Provided records:
▬▬▬▬▬▬
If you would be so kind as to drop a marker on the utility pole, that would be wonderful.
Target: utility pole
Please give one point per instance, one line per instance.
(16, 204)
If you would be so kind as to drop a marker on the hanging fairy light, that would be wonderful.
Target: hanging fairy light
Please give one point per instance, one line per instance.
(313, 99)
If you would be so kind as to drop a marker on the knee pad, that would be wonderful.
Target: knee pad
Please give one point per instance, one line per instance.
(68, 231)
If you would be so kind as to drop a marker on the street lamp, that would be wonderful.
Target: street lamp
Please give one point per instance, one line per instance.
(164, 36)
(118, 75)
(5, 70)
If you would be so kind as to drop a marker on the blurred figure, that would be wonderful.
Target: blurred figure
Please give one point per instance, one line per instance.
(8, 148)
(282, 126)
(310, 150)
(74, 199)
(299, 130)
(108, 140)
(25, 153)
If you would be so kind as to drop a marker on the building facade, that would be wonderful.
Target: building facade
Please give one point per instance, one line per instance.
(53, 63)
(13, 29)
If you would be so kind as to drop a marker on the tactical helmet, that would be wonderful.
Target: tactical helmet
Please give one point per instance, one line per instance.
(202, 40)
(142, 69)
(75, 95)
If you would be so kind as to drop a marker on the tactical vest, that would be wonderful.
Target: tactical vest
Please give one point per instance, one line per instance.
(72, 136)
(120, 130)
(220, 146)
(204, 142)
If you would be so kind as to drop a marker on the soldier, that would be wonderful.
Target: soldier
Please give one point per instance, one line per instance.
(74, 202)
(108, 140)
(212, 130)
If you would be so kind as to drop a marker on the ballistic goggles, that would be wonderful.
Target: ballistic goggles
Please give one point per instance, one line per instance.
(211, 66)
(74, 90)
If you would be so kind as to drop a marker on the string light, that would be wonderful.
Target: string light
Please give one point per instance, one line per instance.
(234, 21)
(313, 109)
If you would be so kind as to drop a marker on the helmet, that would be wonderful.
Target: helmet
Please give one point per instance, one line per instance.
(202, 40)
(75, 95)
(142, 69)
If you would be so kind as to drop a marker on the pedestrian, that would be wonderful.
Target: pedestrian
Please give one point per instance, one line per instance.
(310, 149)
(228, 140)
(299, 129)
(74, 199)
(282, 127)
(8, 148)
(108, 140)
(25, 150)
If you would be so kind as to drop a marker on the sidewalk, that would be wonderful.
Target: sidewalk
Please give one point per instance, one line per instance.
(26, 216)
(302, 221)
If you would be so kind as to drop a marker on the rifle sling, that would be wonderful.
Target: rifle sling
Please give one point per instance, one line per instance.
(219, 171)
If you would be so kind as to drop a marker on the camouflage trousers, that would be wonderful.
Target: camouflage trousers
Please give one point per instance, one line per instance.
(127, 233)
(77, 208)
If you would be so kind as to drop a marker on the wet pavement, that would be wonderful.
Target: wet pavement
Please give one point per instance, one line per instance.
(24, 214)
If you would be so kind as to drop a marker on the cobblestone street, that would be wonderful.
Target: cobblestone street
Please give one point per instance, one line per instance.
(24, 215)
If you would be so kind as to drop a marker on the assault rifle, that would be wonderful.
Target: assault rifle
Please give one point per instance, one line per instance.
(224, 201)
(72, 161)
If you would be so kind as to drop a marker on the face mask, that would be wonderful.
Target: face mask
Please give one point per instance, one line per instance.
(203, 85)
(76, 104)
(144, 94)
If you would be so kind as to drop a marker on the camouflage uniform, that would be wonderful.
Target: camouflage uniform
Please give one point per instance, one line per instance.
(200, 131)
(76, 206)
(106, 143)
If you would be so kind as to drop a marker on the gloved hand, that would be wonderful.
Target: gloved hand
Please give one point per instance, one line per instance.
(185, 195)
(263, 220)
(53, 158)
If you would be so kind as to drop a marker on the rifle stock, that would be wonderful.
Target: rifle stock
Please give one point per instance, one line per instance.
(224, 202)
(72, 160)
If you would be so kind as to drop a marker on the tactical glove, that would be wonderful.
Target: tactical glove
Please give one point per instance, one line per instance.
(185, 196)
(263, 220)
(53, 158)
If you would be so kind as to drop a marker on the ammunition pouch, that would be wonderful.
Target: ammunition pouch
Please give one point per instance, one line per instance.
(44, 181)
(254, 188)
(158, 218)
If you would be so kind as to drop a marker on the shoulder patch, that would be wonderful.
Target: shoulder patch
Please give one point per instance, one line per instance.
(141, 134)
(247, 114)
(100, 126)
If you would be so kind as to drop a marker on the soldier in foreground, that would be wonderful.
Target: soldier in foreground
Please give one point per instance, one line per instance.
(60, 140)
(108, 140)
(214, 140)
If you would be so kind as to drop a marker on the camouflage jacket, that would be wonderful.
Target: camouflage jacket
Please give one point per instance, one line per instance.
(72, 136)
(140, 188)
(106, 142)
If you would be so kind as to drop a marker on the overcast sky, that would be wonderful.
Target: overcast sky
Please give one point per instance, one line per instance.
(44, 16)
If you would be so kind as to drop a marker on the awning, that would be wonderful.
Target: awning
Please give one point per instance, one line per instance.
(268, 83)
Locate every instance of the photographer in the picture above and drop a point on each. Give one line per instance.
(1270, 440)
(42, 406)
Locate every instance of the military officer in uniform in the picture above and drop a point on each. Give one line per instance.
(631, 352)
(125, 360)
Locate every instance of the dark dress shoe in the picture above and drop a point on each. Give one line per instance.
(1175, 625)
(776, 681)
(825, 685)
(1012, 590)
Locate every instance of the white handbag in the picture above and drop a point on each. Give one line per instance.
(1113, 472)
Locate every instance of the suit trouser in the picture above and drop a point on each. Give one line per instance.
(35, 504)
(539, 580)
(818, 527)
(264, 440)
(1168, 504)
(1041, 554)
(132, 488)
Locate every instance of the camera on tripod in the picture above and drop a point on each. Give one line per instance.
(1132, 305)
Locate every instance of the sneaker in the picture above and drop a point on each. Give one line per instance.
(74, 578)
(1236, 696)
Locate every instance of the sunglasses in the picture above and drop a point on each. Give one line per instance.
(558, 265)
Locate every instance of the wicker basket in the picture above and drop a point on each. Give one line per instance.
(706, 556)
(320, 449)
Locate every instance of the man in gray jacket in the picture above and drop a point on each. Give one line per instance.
▬▬▬▬▬▬
Task brief: Looking at the entries, work out how many lines hold the word "shoulder". Give the number and nothing else.

Expected answer: 2